• _What the exercise asks_
Copy out the lines between the one holding "in gray tank" and the one holding "(443, 297), (642, 768)", inclusive, reproducing them precisely.

• _Recorded data_
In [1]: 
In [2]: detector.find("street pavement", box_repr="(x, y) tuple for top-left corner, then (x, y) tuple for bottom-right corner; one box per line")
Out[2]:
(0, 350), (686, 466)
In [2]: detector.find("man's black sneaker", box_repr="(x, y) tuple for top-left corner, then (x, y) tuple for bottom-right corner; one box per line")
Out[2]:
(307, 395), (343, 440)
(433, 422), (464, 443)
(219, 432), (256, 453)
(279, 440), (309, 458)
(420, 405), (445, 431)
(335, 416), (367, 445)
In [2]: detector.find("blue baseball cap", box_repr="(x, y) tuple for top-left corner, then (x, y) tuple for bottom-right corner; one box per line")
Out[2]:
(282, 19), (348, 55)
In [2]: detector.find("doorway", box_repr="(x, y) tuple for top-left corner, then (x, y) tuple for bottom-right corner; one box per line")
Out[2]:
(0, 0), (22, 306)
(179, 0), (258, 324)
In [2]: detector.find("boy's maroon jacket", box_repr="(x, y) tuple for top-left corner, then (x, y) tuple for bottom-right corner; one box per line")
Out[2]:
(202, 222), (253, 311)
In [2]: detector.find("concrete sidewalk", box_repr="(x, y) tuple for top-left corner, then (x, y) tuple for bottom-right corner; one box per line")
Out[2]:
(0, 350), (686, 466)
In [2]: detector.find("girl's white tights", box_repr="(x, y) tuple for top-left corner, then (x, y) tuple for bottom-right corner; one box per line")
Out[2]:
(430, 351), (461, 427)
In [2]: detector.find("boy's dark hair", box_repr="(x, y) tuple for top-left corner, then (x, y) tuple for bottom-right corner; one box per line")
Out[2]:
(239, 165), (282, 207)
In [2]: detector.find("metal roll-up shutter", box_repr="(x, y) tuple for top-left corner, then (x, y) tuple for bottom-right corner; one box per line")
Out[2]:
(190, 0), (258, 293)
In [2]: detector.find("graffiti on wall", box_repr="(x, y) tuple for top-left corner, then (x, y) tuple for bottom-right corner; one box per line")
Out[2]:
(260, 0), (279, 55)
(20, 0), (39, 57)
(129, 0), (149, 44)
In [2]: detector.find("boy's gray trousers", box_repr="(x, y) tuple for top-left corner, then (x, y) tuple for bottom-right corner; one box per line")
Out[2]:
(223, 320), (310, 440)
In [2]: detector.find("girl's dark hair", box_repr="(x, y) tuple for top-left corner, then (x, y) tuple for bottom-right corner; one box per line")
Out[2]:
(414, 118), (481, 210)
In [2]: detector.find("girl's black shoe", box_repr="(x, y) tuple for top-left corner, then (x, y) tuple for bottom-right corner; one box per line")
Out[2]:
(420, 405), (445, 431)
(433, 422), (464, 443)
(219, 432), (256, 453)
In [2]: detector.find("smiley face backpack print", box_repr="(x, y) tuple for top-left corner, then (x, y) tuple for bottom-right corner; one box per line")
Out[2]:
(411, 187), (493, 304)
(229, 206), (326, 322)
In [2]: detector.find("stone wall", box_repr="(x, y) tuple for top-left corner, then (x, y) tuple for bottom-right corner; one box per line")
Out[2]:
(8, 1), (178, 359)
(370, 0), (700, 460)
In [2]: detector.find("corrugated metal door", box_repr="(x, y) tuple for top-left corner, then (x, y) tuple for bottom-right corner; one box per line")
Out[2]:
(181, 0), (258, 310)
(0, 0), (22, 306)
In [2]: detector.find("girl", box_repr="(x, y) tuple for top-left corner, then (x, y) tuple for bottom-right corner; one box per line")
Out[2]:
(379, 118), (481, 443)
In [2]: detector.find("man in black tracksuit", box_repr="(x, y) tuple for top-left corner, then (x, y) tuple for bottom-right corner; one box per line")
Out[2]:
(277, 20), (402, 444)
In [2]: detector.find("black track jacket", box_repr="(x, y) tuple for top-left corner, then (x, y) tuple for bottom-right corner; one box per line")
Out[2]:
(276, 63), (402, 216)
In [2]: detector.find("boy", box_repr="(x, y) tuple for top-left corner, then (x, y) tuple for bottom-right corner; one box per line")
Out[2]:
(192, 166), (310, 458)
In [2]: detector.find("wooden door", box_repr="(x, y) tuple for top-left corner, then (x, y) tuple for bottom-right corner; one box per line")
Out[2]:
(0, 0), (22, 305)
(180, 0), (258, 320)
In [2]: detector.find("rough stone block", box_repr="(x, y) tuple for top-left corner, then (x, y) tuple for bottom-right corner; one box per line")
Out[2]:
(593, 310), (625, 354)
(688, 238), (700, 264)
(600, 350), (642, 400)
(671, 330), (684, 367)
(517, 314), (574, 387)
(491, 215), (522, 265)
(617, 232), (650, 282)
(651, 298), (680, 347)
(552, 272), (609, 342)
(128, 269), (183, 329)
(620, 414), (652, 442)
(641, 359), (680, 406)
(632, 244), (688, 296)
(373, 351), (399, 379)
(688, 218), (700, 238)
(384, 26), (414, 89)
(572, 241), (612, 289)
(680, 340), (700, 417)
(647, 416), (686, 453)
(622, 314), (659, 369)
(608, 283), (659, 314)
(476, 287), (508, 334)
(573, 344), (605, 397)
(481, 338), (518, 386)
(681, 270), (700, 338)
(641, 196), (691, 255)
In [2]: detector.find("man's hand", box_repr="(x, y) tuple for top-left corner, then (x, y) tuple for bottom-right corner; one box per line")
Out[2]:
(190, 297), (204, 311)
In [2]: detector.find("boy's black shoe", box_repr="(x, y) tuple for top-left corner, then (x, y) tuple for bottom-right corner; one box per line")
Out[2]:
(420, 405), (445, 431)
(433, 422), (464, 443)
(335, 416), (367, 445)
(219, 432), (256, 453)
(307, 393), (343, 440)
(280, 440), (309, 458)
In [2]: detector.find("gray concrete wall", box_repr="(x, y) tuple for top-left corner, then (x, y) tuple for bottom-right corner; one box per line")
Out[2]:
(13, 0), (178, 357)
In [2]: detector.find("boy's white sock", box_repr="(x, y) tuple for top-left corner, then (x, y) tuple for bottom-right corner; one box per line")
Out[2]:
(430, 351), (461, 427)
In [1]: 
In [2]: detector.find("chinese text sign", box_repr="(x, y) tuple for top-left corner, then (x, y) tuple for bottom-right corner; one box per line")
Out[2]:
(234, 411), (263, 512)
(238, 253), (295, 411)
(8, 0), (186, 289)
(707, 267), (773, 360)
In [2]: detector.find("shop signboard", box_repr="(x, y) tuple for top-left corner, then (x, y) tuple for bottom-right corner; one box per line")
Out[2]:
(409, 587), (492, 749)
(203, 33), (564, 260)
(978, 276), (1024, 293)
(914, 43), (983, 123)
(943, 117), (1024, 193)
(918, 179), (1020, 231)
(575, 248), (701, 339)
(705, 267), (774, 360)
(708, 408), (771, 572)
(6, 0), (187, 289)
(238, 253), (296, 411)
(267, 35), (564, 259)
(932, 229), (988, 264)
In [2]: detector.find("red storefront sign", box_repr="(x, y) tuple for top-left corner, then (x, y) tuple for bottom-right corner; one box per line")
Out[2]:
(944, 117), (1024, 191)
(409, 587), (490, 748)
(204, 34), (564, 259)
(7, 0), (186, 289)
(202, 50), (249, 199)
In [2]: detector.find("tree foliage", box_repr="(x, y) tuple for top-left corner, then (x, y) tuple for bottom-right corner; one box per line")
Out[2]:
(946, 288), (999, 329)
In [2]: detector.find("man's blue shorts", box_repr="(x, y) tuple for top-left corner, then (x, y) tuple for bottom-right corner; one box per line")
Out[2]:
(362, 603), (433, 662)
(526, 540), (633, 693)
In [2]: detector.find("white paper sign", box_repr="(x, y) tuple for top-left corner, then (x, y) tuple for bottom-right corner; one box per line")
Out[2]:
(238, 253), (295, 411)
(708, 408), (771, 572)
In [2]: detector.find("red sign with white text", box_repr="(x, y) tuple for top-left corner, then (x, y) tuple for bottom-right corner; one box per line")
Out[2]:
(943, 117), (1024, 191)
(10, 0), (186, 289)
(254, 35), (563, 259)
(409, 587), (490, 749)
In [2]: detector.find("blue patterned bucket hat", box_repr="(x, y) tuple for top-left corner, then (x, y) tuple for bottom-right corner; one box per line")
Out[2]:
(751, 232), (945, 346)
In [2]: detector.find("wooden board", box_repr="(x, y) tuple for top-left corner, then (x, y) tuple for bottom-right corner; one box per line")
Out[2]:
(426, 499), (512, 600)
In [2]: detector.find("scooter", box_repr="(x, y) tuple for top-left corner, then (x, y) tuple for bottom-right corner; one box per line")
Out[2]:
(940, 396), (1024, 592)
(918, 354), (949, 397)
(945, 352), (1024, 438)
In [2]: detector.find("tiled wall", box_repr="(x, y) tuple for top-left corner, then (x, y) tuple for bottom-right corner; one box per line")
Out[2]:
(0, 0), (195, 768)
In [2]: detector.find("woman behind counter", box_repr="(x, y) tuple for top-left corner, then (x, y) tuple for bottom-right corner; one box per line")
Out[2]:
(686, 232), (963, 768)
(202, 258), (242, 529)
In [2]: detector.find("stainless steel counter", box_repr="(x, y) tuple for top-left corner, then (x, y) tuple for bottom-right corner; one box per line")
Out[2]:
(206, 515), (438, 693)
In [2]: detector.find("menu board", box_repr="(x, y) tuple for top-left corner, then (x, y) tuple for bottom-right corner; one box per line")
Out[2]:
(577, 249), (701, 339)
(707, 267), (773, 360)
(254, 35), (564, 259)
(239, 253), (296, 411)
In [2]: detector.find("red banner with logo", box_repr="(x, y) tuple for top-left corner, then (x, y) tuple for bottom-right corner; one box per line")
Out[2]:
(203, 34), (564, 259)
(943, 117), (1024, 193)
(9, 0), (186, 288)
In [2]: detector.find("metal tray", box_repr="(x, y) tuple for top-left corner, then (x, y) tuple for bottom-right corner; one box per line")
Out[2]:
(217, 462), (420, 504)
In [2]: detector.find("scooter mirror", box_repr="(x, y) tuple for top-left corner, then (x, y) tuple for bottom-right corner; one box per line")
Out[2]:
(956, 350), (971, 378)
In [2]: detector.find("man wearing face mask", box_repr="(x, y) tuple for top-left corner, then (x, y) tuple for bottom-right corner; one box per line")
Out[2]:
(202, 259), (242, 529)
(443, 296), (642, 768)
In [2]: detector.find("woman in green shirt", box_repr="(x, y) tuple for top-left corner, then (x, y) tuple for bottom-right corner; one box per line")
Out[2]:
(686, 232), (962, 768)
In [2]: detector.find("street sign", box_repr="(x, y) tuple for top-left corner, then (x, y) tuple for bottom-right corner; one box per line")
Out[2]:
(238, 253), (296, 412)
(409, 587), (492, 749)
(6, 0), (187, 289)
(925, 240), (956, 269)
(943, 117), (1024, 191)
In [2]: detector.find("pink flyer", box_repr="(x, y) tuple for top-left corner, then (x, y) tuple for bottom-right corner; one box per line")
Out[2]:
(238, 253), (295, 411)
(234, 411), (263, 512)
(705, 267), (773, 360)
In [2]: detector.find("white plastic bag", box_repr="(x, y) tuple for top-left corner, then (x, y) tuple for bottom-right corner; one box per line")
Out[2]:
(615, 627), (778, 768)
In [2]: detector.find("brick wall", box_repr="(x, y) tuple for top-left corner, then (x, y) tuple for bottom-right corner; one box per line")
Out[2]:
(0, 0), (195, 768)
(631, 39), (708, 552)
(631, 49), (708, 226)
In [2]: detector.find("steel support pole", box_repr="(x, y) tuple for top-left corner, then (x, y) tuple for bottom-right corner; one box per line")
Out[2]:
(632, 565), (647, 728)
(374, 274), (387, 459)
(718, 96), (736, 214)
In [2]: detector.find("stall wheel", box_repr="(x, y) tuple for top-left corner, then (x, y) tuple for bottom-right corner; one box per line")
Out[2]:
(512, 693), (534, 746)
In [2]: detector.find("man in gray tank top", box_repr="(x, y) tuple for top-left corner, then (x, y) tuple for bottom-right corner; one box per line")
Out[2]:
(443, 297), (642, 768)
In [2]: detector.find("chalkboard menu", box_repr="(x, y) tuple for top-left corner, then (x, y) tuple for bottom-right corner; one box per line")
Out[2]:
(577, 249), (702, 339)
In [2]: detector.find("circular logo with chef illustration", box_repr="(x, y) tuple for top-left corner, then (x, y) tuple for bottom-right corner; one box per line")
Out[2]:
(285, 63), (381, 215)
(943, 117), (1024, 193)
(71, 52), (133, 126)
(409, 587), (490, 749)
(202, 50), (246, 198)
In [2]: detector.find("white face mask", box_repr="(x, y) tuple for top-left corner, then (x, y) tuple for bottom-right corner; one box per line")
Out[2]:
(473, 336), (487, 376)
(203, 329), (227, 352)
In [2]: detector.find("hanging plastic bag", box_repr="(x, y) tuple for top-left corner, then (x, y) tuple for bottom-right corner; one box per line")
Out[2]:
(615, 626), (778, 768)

• _Expected answer_
In [2]: detector.find("man in gray tank top", box_repr="(x, y) tuple for top-left corner, then (x, y) tuple for bottom-right corner; one box per line")
Out[2]:
(443, 297), (642, 768)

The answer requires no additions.